Point annotation data:
** Begin **
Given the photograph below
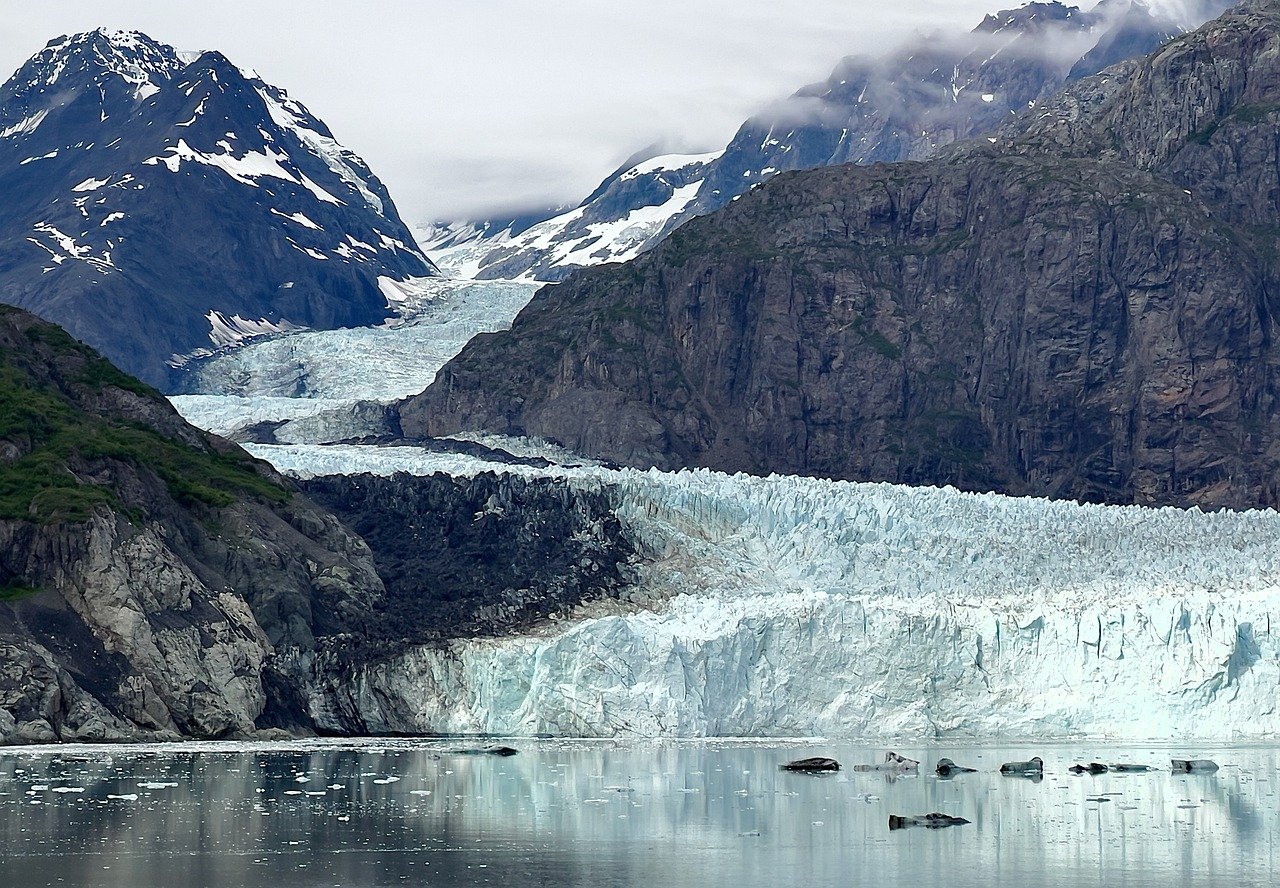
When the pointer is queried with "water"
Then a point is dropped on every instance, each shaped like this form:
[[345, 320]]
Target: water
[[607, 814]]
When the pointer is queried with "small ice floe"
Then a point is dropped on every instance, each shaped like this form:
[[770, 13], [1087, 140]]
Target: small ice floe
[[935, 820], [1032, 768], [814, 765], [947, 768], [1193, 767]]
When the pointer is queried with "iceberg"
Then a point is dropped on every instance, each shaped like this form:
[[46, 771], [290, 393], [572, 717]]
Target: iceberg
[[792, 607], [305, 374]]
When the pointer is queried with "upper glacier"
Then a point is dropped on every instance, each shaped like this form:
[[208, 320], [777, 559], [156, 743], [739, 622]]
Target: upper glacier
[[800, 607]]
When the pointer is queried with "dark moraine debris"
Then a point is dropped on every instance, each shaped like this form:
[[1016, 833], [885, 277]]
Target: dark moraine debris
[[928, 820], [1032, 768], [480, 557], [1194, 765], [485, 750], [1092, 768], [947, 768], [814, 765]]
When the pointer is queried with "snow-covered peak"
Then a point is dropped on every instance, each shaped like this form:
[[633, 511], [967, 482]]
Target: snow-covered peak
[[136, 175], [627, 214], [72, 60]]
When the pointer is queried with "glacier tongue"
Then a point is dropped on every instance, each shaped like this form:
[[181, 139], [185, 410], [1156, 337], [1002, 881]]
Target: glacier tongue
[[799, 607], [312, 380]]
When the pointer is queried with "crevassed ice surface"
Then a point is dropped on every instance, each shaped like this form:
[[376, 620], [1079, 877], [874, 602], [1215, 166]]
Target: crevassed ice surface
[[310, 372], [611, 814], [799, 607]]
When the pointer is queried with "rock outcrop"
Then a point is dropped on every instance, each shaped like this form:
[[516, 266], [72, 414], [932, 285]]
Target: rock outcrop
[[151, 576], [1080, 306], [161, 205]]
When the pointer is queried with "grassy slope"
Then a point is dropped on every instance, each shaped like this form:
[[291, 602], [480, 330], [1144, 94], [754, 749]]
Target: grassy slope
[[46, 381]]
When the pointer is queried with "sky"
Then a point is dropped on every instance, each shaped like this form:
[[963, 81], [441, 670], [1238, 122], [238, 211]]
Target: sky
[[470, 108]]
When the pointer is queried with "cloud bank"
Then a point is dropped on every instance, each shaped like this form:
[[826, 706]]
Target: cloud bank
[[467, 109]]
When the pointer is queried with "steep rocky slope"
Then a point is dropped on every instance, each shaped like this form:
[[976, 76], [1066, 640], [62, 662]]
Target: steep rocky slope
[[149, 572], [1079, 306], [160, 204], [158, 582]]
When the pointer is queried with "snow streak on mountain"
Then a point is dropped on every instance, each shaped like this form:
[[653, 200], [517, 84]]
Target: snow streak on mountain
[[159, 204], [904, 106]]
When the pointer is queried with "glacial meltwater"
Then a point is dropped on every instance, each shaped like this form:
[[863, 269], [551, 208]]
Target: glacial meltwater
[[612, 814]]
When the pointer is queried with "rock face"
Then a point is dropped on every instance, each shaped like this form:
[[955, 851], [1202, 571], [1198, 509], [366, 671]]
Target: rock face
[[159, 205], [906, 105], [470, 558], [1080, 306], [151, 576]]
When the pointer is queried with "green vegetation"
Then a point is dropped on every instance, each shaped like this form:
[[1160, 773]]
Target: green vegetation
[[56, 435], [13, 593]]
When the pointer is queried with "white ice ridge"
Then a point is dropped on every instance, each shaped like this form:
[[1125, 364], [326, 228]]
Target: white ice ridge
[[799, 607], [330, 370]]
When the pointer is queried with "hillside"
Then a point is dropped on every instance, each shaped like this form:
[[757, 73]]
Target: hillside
** End **
Reproduce the data above line for line, omitting the pictures.

Given the photograph below
When the pointer is queried with "water"
Then a point is dropped on every instance, each shaped like this form:
[[345, 320]]
Target: water
[[607, 814]]
When the pointer is queried with "small ice floe"
Then a point is dropped on every instance, each shaped like this form:
[[770, 13], [1087, 140]]
Target: small ice floe
[[935, 820], [1032, 768], [814, 765], [947, 768], [1193, 767]]
When the pointer is queried with "iceberg"
Then a point is dropped on every instance, each shaped like this form:
[[46, 771], [290, 393], [572, 717]]
Target: iceberg
[[792, 607], [305, 374]]
When the pointer is queried with "upper glacier"
Then a point is dropped on every instance, each shaped like this form:
[[208, 320], [777, 559], [156, 743], [739, 622]]
Target: upper glacier
[[800, 607]]
When the pointer is queried with "dark moraine debris"
Then a point is dropped on every instance, each shaped like this form:
[[1016, 833], [885, 277]]
Target: dark moraine debris
[[928, 820], [1032, 768], [480, 557], [1194, 765], [485, 750], [1092, 768], [947, 768], [814, 765]]
When the pointer is queried with "snow-covered peak"
Then a point is dropped on every instance, each shaped like this form:
[[633, 511], [967, 482]]
Target: snow-covered peak
[[136, 175], [627, 214], [72, 60]]
When the pointer is queried with "glacier tongue"
Then a point is dropped on every instance, each shaped like this form:
[[181, 139], [185, 410], [1156, 337], [1002, 881]]
Target: glacier tongue
[[799, 607], [312, 380]]
When the pointer is queried with "crevassed ice surface"
Then a point is dropped on every instance, each shaped like this form:
[[376, 620], [1079, 877], [874, 602], [1215, 166]]
Target: crevassed ice surface
[[310, 372], [611, 814], [799, 607]]
When the pointer is queried with "rock outcrop"
Then a point is dropped on every instance, each shaped like this form:
[[516, 266], [72, 414], [932, 285]]
Target: rock outcrop
[[151, 576], [1080, 306], [161, 205]]
When the pointer is queried with "grassy slope"
Then a point is dropped on every instance, each shaped like this form:
[[291, 602], [480, 330], [1144, 94], [754, 749]]
Target: grassy slope
[[46, 381]]
When the pointer is queried with "sky"
Then a point is dropped on every instance, each shaped like this form:
[[963, 81], [441, 670], [1238, 122], [238, 211]]
Target: sky
[[470, 108]]
When the pointer is queried with "cloud bank"
Then a point is dropped on every instance, each shaped like this form:
[[826, 706]]
Target: cloud bank
[[467, 109]]
When the pointer is queried with "steep rocky slope"
Then a point is dropped on every instance, each shaped like this form:
[[976, 76], [1066, 640], [62, 662]]
Target: steep rocky slope
[[149, 572], [1079, 306], [160, 204], [158, 582]]
When the pointer is queried with "snow streak on mountain"
Then a point is dropped on every instance, each shaped like this form:
[[653, 200], [517, 84]]
Target: snow streak on mountain
[[159, 204], [904, 106]]
When the pointer is queried with "glacial meltwater"
Then a point is dropped on every instance, each shaped like this form:
[[863, 269], [551, 208]]
Target: glacial meltwater
[[612, 814]]
When the pointer is queried with "rock face"
Then a point is dropped on every instance, each shaped like this form:
[[955, 851], [1202, 571], [1198, 509], [366, 671]]
Target: rock face
[[159, 205], [906, 105], [470, 558], [1080, 306], [151, 576]]
When the pointer is queried with "green vegetation"
Then a point is dropped on every instance, each shaped like this form:
[[1160, 773]]
Target: green vegetation
[[56, 435], [13, 593]]
When the pointer is queried with "white ice ridge"
Then a point is dropped on every instance, each shaped like this form:
[[1125, 364], [326, 228]]
Target: white ice ridge
[[799, 607], [330, 370]]
When the pointer is queried with "hillside"
Then a point is dropped on every instance, each shaped like this form:
[[757, 73]]
Target: hillside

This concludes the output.